> [TASK INSTRUCTIONS] Go through the entries below. Copy each line in which "belt" appears.

···

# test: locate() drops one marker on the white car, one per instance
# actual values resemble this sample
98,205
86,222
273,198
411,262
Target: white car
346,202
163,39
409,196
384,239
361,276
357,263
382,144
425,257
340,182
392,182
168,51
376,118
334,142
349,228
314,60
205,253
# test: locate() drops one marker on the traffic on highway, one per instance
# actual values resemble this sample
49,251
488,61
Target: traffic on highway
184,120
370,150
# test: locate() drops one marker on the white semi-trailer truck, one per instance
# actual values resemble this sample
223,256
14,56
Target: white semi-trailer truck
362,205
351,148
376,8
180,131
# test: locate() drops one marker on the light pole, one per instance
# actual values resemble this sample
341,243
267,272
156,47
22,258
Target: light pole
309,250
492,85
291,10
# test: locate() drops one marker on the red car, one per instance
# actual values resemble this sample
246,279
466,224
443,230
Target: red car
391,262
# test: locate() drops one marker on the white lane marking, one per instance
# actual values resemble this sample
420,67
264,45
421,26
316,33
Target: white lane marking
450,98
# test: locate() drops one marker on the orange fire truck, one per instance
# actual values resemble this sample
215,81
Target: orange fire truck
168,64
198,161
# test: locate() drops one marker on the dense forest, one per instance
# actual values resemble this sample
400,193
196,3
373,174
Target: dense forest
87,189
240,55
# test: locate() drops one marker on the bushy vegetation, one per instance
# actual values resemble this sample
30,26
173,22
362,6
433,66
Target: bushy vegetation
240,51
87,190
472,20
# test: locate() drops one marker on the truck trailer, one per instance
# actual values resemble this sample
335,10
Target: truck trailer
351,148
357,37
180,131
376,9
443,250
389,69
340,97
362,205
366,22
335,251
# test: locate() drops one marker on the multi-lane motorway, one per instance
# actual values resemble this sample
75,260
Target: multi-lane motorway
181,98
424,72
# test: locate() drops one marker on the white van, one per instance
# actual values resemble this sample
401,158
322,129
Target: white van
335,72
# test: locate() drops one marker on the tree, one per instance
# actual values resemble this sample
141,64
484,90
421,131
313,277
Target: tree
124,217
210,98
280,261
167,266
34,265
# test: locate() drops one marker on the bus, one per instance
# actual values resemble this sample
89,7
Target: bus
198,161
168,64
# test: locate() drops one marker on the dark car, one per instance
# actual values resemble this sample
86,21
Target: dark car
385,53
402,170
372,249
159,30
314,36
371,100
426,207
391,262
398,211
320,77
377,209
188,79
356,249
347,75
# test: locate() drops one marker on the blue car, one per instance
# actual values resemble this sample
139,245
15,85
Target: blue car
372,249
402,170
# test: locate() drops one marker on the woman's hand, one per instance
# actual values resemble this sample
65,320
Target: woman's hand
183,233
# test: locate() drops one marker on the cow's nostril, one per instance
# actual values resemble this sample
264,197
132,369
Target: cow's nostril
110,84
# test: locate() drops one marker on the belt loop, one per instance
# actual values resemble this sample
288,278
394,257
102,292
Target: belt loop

···

> [RESULT OF THIS EXERCISE]
# test: locate() drops one marker on the belt loop, one per instance
Target: belt loop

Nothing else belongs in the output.